Point localization data
================================
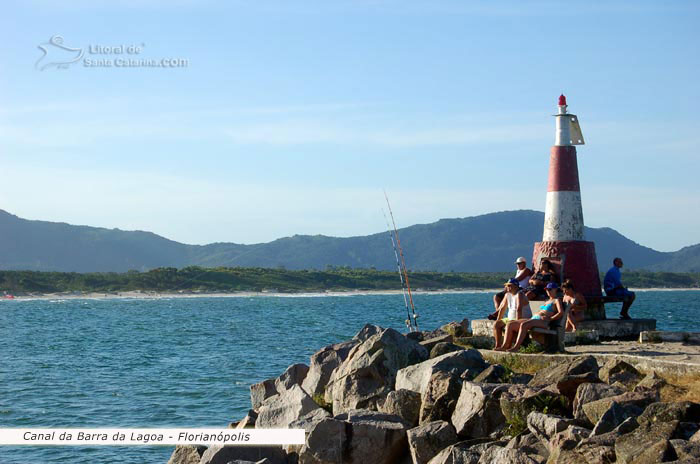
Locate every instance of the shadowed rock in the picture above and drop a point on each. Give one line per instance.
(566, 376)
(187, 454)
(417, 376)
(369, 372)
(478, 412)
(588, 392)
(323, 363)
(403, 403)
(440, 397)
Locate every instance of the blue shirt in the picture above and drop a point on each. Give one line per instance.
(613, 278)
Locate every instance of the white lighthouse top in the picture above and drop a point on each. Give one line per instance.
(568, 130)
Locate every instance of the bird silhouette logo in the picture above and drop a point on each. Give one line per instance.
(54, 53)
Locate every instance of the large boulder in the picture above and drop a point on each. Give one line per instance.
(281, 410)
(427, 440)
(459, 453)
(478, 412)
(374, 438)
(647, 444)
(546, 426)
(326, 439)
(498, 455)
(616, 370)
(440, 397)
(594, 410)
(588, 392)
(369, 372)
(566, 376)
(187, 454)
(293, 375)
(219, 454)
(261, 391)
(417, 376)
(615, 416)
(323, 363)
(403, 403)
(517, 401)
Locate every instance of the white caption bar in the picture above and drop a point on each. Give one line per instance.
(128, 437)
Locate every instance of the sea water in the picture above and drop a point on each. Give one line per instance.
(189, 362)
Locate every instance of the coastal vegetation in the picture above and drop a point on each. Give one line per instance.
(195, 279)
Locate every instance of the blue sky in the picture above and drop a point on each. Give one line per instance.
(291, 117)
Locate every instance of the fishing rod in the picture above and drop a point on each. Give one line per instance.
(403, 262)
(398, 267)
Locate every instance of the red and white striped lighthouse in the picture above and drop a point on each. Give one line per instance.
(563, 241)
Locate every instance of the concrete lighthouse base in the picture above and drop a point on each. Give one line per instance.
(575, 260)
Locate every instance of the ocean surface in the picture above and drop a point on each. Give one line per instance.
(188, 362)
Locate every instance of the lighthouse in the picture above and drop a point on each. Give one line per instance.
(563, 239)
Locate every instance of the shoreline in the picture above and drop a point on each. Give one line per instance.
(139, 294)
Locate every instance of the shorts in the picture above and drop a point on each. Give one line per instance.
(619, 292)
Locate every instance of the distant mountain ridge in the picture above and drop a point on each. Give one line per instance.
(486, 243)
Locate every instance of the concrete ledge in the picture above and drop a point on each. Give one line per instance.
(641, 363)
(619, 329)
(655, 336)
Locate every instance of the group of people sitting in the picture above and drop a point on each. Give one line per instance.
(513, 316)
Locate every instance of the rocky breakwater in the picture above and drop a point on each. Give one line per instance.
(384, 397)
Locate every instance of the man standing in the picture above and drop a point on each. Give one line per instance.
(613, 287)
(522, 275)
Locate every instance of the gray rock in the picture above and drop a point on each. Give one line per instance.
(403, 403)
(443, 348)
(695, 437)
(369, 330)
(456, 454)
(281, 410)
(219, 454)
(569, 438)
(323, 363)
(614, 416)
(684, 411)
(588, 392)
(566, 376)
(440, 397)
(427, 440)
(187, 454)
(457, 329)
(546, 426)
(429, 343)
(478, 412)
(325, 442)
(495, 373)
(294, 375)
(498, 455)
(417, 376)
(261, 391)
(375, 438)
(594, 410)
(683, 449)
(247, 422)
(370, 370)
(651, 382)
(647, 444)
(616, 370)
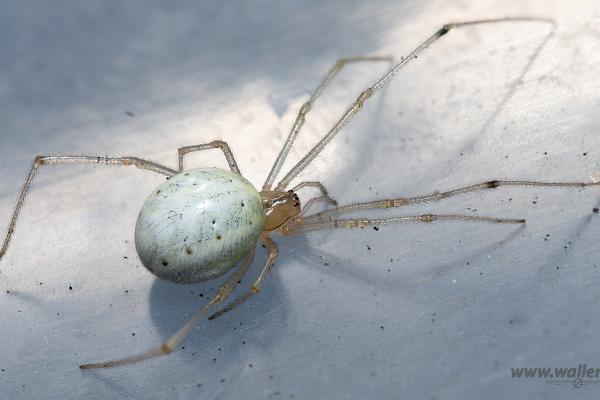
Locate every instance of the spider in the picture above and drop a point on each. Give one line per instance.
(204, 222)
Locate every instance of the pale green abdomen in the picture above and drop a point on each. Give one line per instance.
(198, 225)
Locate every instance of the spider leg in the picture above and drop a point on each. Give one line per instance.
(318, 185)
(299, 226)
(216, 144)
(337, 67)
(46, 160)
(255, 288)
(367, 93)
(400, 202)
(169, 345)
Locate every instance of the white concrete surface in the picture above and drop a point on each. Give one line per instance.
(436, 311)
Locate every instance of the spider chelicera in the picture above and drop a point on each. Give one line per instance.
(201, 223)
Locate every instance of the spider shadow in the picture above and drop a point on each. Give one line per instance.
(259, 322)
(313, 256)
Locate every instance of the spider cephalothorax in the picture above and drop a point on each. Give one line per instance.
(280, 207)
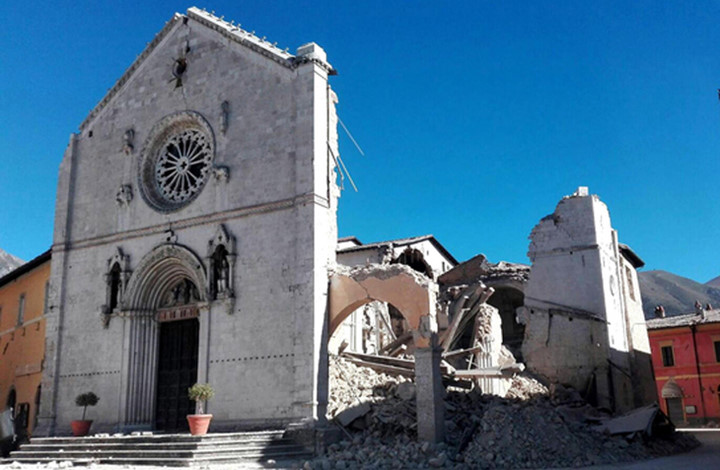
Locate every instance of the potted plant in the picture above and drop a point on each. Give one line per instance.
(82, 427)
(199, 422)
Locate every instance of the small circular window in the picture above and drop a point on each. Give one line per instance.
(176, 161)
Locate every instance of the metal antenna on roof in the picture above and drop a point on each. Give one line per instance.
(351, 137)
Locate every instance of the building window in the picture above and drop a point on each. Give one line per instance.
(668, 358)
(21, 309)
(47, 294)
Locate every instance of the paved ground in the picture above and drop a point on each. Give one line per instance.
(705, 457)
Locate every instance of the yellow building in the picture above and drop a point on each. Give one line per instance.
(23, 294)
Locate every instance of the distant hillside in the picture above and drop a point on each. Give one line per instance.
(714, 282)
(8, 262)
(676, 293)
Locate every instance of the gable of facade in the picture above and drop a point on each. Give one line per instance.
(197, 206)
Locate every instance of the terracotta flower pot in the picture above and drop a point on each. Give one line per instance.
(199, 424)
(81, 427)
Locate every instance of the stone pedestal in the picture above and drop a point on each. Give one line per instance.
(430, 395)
================================
:: Work required ::
Without changing a word, retype every entry above, but drop its pictures.

:: Solved problem ::
Locate every instance of the shadowed rock in the picture above and drop a point on each. Give one line per instance.
(566, 376)
(187, 454)
(417, 376)
(369, 372)
(478, 412)
(588, 392)
(323, 363)
(403, 403)
(440, 397)
Locate every instance of the blue shirt in the picture above and drop a point on each. Give one line per instance.
(613, 278)
Locate every instance of the white lighthouse top in the picture above and drop a point on each. Give one line per instance.
(568, 130)
Locate every instance of the bird silhouette logo in the picture above and drop a point on each. Give one line per instance.
(54, 53)
Locate every instance of the large boulder in the picture above and drop a point on each. Give one line per instance.
(281, 410)
(427, 440)
(459, 453)
(478, 412)
(374, 438)
(647, 444)
(546, 426)
(326, 439)
(498, 455)
(616, 370)
(440, 397)
(594, 410)
(588, 392)
(369, 372)
(566, 376)
(187, 454)
(293, 375)
(219, 454)
(261, 391)
(417, 376)
(615, 416)
(323, 363)
(403, 403)
(517, 401)
Locate every instance of the white caption bar in the picture above and drop a point on each. Give one line per instance.
(128, 437)
Locate every instance of the sea water in the picture above and drop a point on each. Give one line per instance.
(189, 362)
Locate every instance of the coastal vegetation in the picture above and drop a point on each. Give one line per instance.
(195, 279)
Locate every instance of the blue sky in the picture above and drop a point on each. Give one line per instance.
(291, 117)
Locate every instance of the fishing rod in the picture above and drop a point on each. Give one line per instance.
(403, 262)
(398, 267)
Locate every instance of the red and white striped lighthouse in the picture above and drop a point on each. Give one line per instance.
(563, 241)
Locate every instance of the concrete lighthouse base in the picture above and drop a point on each. Give one line per instance.
(575, 260)
Locate every instance of the ocean surface in the picture above and drop a point on each. Give one line per instance.
(188, 362)
Locate every instance of the lighthouse in the picture above and drop a point on each. Give one line per instance.
(563, 239)
Locate every instance of the shoreline in the picture above and drop a point on each. Give one line per instance.
(139, 294)
Locate every instance of the shorts in the picture above and drop a point on each. Give one line per instance.
(619, 292)
Locate every instance of the distant mountain ridge in the picture above and drop a point on each. Give one line per instance.
(486, 243)
Locate every instance of the concrete ledge in the picture above and drop a point on each. Give one line per instance.
(641, 363)
(619, 329)
(655, 336)
Locate every instance of the group of people sitting in the picture above and drop a point on each. Give one line per instance.
(513, 316)
Locate every instance of the rocky breakwater in the picture above and drop a point on each. Give one line per instance.
(384, 397)
Locate every instance of the man standing in the picture above and drop a point on each. Give one line per instance.
(613, 287)
(522, 275)
Locate every instance of the gray rock in the picture above and drop a point on each. Give one line per instance.
(403, 403)
(443, 348)
(695, 437)
(369, 330)
(456, 454)
(281, 410)
(219, 454)
(569, 438)
(323, 363)
(614, 416)
(684, 411)
(588, 392)
(566, 376)
(440, 397)
(427, 440)
(187, 454)
(457, 329)
(546, 426)
(429, 343)
(478, 412)
(325, 442)
(495, 373)
(294, 375)
(498, 455)
(417, 376)
(261, 391)
(375, 438)
(594, 410)
(683, 449)
(247, 422)
(370, 370)
(651, 382)
(647, 444)
(616, 370)
Locate every instance of the spider in the picture above and drop a point on each. Give one line per instance.
(204, 222)
Locate every instance of the pale green abdomen in the picture above and drop a point on each. Give one line per instance.
(198, 225)
Locate every instance of the spider leg in the picture above and drop a point on each. Give one line per instance.
(318, 185)
(299, 226)
(216, 144)
(337, 67)
(46, 160)
(255, 288)
(367, 93)
(400, 202)
(169, 345)
Locate every instance of the white concrete surface in the picture above and drop a point on each. Give one line per instance.
(436, 311)
Locate every instance of the spider chelicera in the picture above and drop a point on each. Give one line per instance.
(201, 223)
Locate every instance of the spider shadow in the picture above and drop a point on each. Give one line per instance.
(259, 322)
(313, 256)
Locate every instance of the spider cephalothorax in the picture above and drop a point on each. Give one line per instance.
(280, 207)
Locate every instance of the potted plant in the picture above and drop a point on each. Give one line per instance.
(82, 427)
(199, 422)
Locate every instance of the small circular window in the picture above and drop a point on each. Give one line per instance.
(176, 161)
Locate every instance of the metal antenna on roof in the picture above and drop a point on each. Give one line per instance.
(351, 137)
Locate every instance of the building window in the picture above and drop a point on each. Give one line per instance.
(668, 358)
(21, 309)
(47, 294)
Locate every instance of the paved ground in the picture above and drop a point on each. Give one line per instance.
(705, 457)
Locate every instance of the yellow building in the picture above and drop a point on each. Give one line per instance.
(23, 294)
Locate every instance of the distant hillside in the picture above and drop a point on each. Give one line per instance.
(714, 282)
(8, 262)
(676, 293)
Locate every instance of the gable of facade in the picture above and drop a point on each. Give one line per instance.
(197, 206)
Locate every instance of the terracotta flower pot in the picture above and drop a point on each. Give one line per instance.
(199, 424)
(81, 427)
Locate every instance of the stone pedestal in the picture above and drop a point on each. Give one line per instance.
(430, 395)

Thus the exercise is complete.